**** Data extracts ****

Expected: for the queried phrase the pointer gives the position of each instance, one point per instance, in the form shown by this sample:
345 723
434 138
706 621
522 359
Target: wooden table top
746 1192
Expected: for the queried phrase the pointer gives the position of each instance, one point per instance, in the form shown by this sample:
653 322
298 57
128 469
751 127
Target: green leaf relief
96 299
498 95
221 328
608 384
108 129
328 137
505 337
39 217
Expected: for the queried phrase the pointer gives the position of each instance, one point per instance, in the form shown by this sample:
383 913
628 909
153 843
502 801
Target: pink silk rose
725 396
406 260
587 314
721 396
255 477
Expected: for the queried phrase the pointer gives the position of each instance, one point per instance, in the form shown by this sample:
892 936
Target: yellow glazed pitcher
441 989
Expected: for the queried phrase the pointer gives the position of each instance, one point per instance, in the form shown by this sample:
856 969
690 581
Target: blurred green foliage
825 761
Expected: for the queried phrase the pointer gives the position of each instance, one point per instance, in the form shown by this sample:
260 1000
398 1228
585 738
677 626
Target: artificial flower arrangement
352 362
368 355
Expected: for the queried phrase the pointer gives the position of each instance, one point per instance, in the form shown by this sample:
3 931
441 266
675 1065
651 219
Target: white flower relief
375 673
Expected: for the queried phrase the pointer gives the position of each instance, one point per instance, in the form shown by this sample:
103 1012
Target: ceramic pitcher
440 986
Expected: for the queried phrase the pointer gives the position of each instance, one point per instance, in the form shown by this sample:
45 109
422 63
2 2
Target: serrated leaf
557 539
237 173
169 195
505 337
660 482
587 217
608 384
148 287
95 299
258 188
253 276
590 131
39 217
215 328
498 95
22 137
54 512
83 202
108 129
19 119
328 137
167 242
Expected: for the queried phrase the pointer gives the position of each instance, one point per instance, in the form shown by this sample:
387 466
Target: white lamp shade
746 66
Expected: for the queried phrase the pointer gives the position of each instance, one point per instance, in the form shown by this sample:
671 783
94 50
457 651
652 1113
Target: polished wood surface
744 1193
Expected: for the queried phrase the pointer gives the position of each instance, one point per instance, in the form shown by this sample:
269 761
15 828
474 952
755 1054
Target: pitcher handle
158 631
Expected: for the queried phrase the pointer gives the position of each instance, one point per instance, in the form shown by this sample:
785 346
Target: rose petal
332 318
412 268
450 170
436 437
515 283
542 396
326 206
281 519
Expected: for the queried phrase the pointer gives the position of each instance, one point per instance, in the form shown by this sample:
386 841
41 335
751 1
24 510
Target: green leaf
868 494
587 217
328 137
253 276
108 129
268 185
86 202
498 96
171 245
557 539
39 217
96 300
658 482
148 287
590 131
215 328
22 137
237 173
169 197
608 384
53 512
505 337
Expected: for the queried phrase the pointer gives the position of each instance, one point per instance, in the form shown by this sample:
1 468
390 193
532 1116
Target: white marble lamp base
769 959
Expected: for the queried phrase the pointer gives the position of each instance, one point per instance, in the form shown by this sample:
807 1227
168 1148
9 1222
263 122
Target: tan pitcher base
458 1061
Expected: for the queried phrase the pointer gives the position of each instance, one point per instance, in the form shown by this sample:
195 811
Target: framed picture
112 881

****

What you should do is return the records above exactly, leaving nothing out.

▶ _Problem solution_
Expected: for the queried phrase the pointer gives the position of each instance, one point per instance, in the form shown by this sample:
345 723
434 138
706 621
522 359
Target: wooden table top
746 1192
Expected: for the queried phrase the pointer gives the position of each instance, one point per instance, in the form shown by this sample:
653 322
298 57
128 469
751 127
Target: green leaf relief
96 299
498 95
221 328
608 384
108 129
328 137
505 337
39 217
Expected: for the queried phrase the pointer gives the position of each instance, one point per instance, in the form shown by this sample:
383 913
628 909
153 843
502 801
Target: pink silk rose
725 396
406 260
587 314
721 396
255 477
Expected: for the queried phrase the pointer gives the position of each instance, one point per instance, in the form shown by this sample:
892 936
Target: yellow glazed pitcher
441 989
Expected: for the queried phrase the pointer gives the position of each instance, one point per instance, in the form shown by this sample:
856 969
690 581
Target: blurred green foliage
825 761
Expected: for the queried phrase the pointer gives the position of each instance, one point per instance, in the form shown by this sample:
260 1000
398 1228
585 738
677 626
Target: artificial flower arrangement
352 362
368 355
Expected: for the queried phrase the pointer gives the position of each instance, one point per instance, in the form shown by this sample:
3 931
441 266
675 1065
651 219
Target: white flower relief
375 673
Expected: for the queried phrase the pointer gives the position of each instance, one point per instance, in the form shown by this sample:
103 1012
Target: ceramic pitcher
440 986
Expected: for the queried phrase the pointer gives the position of each instance, one point per instance, in the form shown by this sample:
45 109
422 63
2 2
Target: serrated leaf
557 539
237 173
169 195
505 337
660 482
587 217
608 384
148 287
95 299
258 188
253 276
590 131
39 217
215 328
498 95
22 137
54 512
83 202
108 129
19 119
328 137
167 242
Expected: for the queried phrase the pointer gives the position of each instance, one point per instance, in the form shown by this sample:
387 466
Target: white lamp shade
746 66
Expected: for the queried phrase the pointer gives the position of each instance, one point per instance, in the form shown by this sample:
671 783
94 50
457 651
652 1113
Target: polished wood surface
744 1193
Expected: for the queried phrase the pointer gives the position of each instance, one point per instance, in the form shown by this sample:
269 761
15 828
474 952
755 1054
Target: pitcher handle
158 631
Expected: for the queried phrase the pointer gives the position of each instance, one point per instance, in the form shown by this sample:
785 346
Target: rose petal
332 318
412 268
450 170
436 437
515 283
542 396
326 206
281 519
Expected: for the queried phrase the pointer gives the position of each instance, one point per instance, in the form shown by this sample:
386 841
41 335
751 1
24 510
Target: green leaf
868 494
587 217
328 137
253 276
108 129
268 185
86 202
498 96
171 245
557 539
39 217
96 300
658 482
148 287
590 131
215 328
22 137
237 173
169 197
608 384
53 512
505 337
Expected: for the queried phrase the pointer gives the position of each instance, one point per instance, in the form shown by this sample:
1 468
390 193
532 1116
Target: white marble lamp base
769 959
Expected: for the queried phrase the pointer gives the position of each instance, one point per instance, in the form shown by this sample:
807 1227
168 1148
9 1222
263 122
Target: tan pitcher base
458 1061
Expected: for the queried phrase the pointer gives the position of each instance, one point per instance, in the form shown by this sample:
195 811
Target: framed picture
112 881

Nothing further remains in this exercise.